■ **AIM OF THE EXERCISE**: Revise the lines starting with the one that contains "Your task is to examine this image and locate bride's curly" and going on through the one that contains "[286,192,298,215]". Replace "smartphone" with "mobile phone" and leave everything else unchanged.

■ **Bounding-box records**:

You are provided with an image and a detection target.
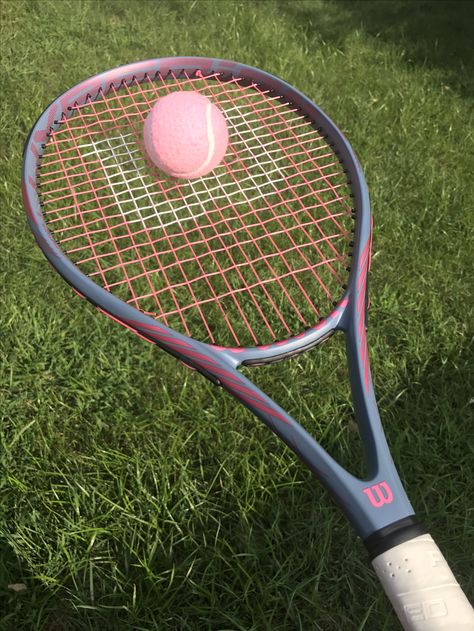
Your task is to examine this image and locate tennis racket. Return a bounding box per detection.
[23,57,474,631]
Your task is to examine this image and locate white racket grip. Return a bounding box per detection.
[372,535,474,631]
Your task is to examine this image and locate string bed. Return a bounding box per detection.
[37,73,354,346]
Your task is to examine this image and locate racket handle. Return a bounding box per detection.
[372,535,474,631]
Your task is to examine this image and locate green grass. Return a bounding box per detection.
[0,0,474,631]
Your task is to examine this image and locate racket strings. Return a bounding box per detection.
[38,74,353,346]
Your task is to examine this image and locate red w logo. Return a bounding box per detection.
[364,480,393,508]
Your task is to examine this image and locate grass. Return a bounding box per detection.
[0,0,474,631]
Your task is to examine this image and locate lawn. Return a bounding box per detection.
[0,0,474,631]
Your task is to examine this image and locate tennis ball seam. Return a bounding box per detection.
[174,103,216,178]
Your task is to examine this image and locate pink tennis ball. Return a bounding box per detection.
[143,91,229,179]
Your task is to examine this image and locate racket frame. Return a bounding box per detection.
[22,57,424,557]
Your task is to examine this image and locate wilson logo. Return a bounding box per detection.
[364,480,393,508]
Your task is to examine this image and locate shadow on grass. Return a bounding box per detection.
[281,0,474,97]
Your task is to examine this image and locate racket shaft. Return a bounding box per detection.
[372,535,474,631]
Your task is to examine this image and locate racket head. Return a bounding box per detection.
[22,57,417,552]
[22,57,371,369]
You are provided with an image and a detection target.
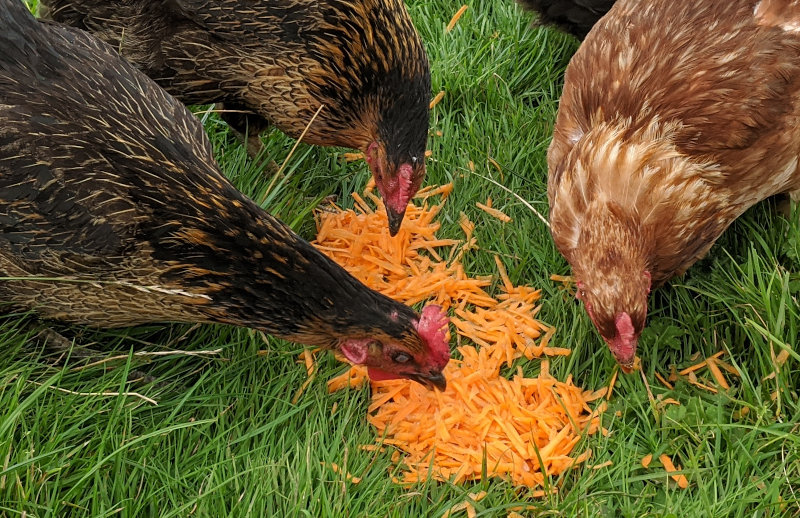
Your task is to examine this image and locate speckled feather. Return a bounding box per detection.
[0,0,446,383]
[518,0,614,40]
[41,0,431,184]
[548,0,800,362]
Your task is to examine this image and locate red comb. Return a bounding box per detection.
[417,304,450,369]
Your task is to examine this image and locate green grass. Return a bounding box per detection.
[6,0,800,517]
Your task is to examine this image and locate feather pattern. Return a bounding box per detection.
[0,0,449,385]
[548,0,800,368]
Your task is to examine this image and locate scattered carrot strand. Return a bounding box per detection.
[444,5,469,32]
[658,455,689,489]
[655,371,675,390]
[320,462,361,484]
[678,351,725,376]
[342,153,364,162]
[475,202,511,223]
[314,184,607,490]
[606,368,619,401]
[706,358,731,390]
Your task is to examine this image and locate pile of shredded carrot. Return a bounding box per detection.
[314,182,606,494]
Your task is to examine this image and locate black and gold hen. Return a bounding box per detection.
[41,0,431,235]
[0,0,449,388]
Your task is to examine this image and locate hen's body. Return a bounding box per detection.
[548,0,800,370]
[519,0,614,40]
[0,0,446,390]
[41,0,431,236]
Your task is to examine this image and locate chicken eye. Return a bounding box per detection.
[392,352,411,363]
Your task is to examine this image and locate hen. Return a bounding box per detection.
[518,0,614,40]
[41,0,431,235]
[548,0,800,367]
[0,0,450,389]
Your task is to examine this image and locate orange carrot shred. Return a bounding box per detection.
[444,5,469,32]
[475,202,511,223]
[678,351,725,376]
[706,358,731,390]
[314,186,607,492]
[606,368,619,401]
[658,455,689,489]
[655,371,675,390]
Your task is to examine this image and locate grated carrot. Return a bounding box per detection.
[655,371,675,390]
[706,358,731,390]
[444,5,469,32]
[678,351,725,376]
[475,202,511,223]
[342,153,364,162]
[314,184,607,492]
[658,455,689,489]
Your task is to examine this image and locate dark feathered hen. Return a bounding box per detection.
[0,0,449,387]
[548,0,800,374]
[41,0,431,234]
[518,0,614,40]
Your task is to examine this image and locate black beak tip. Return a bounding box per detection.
[386,207,406,237]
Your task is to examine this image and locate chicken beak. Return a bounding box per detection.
[386,206,406,237]
[409,372,447,392]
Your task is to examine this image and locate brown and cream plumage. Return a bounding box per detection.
[41,0,431,234]
[548,0,800,372]
[0,0,449,387]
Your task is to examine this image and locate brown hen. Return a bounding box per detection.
[548,0,800,374]
[0,0,450,388]
[41,0,431,235]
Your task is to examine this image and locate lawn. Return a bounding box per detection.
[0,0,800,517]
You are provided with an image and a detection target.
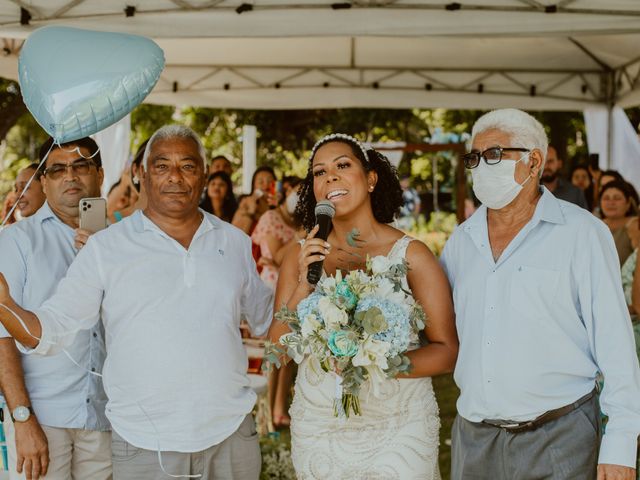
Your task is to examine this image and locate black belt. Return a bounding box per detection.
[482,389,596,433]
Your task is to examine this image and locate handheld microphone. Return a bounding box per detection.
[307,200,336,285]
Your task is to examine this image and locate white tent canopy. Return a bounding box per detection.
[0,0,640,110]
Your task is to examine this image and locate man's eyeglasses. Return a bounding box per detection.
[462,147,531,168]
[42,160,96,180]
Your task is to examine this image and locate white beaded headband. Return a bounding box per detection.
[309,133,369,163]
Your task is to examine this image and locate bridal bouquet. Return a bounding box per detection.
[265,256,425,417]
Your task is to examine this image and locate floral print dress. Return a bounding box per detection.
[251,210,296,290]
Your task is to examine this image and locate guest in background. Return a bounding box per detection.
[0,137,111,480]
[251,178,302,291]
[107,178,138,224]
[15,163,47,218]
[232,166,277,237]
[600,179,637,265]
[280,175,300,199]
[599,170,624,190]
[130,139,149,210]
[251,177,305,428]
[570,165,593,211]
[540,145,589,210]
[0,190,18,227]
[209,155,233,177]
[200,170,238,222]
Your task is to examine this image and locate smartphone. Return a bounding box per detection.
[80,197,107,233]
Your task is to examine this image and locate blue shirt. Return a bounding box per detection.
[441,188,640,467]
[0,203,110,431]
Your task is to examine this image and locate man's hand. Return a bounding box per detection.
[13,416,49,480]
[598,463,636,480]
[73,228,93,250]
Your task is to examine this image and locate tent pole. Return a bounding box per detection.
[607,104,613,170]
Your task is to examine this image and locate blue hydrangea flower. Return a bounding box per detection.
[336,280,358,310]
[296,292,324,325]
[356,296,411,357]
[328,330,358,357]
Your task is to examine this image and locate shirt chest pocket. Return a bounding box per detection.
[509,265,560,318]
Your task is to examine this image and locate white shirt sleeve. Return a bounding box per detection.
[574,217,640,468]
[440,231,459,288]
[242,237,273,337]
[30,239,104,355]
[0,227,29,338]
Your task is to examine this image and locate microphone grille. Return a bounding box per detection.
[315,200,336,218]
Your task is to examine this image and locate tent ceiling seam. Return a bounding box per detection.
[161,85,598,105]
[461,72,494,89]
[166,64,604,75]
[540,73,576,95]
[229,68,265,88]
[50,0,85,18]
[9,0,44,17]
[271,68,310,86]
[318,68,358,87]
[568,37,613,72]
[0,0,640,26]
[184,67,223,90]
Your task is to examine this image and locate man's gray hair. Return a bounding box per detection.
[142,123,207,170]
[471,108,549,169]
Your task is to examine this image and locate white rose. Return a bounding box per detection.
[280,333,304,363]
[371,255,393,275]
[300,313,322,337]
[318,297,349,330]
[375,278,394,300]
[318,277,336,295]
[351,337,390,370]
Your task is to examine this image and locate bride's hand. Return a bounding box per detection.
[298,225,331,289]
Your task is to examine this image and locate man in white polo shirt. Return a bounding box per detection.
[0,125,273,480]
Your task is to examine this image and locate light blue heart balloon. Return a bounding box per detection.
[18,26,164,143]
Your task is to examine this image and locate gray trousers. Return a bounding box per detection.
[111,414,262,480]
[451,395,601,480]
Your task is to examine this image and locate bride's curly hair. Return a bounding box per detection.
[294,135,402,232]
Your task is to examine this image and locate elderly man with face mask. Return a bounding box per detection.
[0,125,272,480]
[442,109,640,480]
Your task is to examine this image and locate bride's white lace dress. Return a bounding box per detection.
[289,236,440,480]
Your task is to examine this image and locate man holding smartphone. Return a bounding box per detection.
[0,138,111,480]
[0,125,273,480]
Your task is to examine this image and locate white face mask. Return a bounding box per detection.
[471,157,531,210]
[286,192,298,215]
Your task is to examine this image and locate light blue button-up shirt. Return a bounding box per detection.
[441,188,640,467]
[0,203,110,431]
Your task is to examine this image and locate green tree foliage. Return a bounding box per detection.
[0,100,592,209]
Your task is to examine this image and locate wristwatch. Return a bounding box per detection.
[11,405,35,423]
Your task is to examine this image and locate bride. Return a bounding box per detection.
[269,134,458,480]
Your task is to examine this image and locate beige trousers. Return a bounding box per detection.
[3,409,112,480]
[112,414,262,480]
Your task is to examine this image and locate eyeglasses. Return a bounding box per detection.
[462,147,531,168]
[42,160,96,180]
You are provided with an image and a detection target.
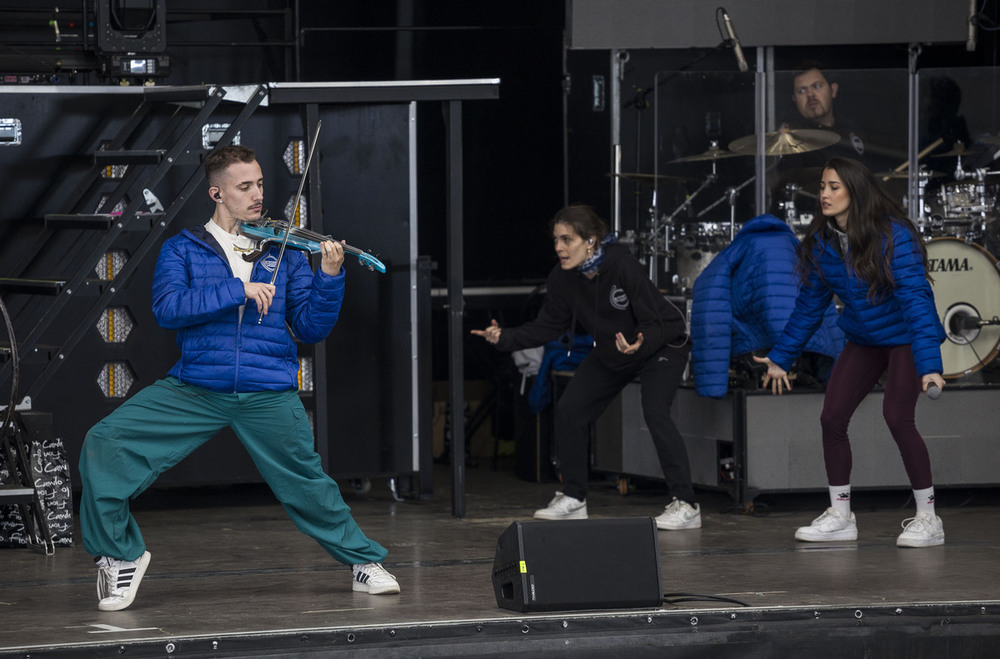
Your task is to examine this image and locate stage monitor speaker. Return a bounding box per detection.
[493,517,663,612]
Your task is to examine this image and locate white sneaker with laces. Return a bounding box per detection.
[351,563,399,595]
[94,551,150,611]
[656,497,701,531]
[896,513,944,547]
[795,506,858,542]
[535,492,587,519]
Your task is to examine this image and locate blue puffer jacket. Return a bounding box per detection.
[691,215,844,398]
[768,220,945,376]
[153,227,345,393]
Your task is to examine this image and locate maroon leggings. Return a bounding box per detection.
[820,342,933,490]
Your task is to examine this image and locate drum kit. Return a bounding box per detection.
[617,127,1000,379]
[616,127,840,295]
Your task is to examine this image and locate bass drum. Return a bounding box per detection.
[927,238,1000,378]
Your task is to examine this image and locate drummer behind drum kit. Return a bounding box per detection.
[617,127,1000,378]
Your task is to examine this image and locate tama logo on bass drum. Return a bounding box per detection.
[927,258,972,272]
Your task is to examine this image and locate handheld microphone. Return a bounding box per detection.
[968,0,979,53]
[722,10,748,71]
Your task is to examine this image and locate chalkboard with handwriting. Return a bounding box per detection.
[0,438,73,547]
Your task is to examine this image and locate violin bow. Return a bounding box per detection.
[257,119,323,325]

■ **FINISHED TASK**:
Your task is to examine this image and locate bride's curly hair. Return a bounding box per detection.
[294,135,402,232]
Your task is to examine this image and locate elderly man with face mask. Return a bounding box per detection.
[0,125,272,480]
[442,109,640,480]
Your task is to examine this image and locate bride's white lace dress. Return a bounding box per detection.
[289,236,440,480]
Your task is to examine this image and locate man holding mobile phone. Return a bounding box per detection.
[0,138,111,480]
[0,125,273,480]
Your task is to examine this image and locate white face mask. Return a bounding box per detection.
[471,157,531,210]
[286,192,298,215]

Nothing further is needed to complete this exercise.